PROBLEM TO WORK ON – Would you repeat the whole listing exactly?

AVAILABLE RECORDS –
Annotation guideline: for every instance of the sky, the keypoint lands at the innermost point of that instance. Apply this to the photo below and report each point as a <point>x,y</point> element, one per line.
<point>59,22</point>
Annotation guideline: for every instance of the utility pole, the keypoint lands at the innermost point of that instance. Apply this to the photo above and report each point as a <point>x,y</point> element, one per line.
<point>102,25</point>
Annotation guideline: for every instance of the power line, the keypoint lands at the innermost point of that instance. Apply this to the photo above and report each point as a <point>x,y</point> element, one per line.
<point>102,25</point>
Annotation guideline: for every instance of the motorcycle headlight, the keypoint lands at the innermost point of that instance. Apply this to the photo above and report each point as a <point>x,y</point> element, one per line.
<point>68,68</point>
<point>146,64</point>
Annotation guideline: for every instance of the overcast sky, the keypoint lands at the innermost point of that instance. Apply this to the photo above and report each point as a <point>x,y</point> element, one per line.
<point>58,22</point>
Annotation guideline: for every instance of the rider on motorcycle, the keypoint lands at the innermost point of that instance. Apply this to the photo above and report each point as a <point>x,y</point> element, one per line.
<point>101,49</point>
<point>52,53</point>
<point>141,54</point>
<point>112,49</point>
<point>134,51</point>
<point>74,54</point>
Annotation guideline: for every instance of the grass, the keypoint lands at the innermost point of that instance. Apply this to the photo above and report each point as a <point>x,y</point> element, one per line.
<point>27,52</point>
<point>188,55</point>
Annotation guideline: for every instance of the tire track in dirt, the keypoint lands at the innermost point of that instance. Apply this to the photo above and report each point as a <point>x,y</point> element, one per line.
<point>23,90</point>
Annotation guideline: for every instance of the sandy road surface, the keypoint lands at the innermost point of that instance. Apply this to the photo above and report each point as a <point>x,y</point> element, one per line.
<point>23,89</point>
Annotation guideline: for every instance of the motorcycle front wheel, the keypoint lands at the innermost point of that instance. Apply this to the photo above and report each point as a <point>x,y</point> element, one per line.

SOLUTION TO THIS TASK –
Annotation guideline: for every instance of the sky, the keypoint lands at the innermost point of that instance. Apply this to the photo below and report each point as a <point>x,y</point> element, one per line.
<point>59,22</point>
Annotation guideline: for every instance of the utility pole, the keypoint lands at the innermost point of that instance. Apply this to the photo above and report each point as a <point>x,y</point> element, one per line.
<point>102,25</point>
Annotation guideline: for every instance of the power line, the keypoint lands at the innermost point of that instance. Apply this to the photo above and report each point as a <point>x,y</point> element, one per line.
<point>102,25</point>
Annotation guideline: for every instance of the motorcycle headlight, the keypoint lands at the innermost point of that instance. Apply this to the photo above and report each point as a <point>x,y</point> element, one per line.
<point>68,68</point>
<point>146,64</point>
Annotation guideline: for every instance of the overcast sky, the keypoint lands at the innermost point of that instance. Apply this to the photo above and report each point as a <point>x,y</point> element, one per line.
<point>58,22</point>
Annotation guideline: for every instance of the rider on motorcycle, the keypoint lands at the innermost point of that instance. Apply this to the photo above and report each point as a <point>x,y</point> element, one per line.
<point>101,49</point>
<point>52,53</point>
<point>141,54</point>
<point>112,49</point>
<point>134,51</point>
<point>74,54</point>
Annotation guideline: for every instance of the grass, the keypoint lands at the innermost point of that instance. Apply this to the photo above and report each point as a <point>x,y</point> element, one per line.
<point>27,52</point>
<point>188,55</point>
Annotation guideline: for every instance of the tire track in dirt, the keypoint lands at the innermost point of that instance. Apply this to the photo above and report each point as a <point>x,y</point> element, one per line.
<point>23,90</point>
Annotation guideline: for every instance of the sandy road surface, the keypoint lands at the innermost point of that instance. Apply this to the photo above and report each point as a <point>x,y</point> element, one per line.
<point>23,89</point>
Annotation guideline: for every instance of the motorcycle front wheel, the keypoint lands at the innermost point of that instance. Apply this to the photo above and report each point as a <point>x,y</point> element, one per line.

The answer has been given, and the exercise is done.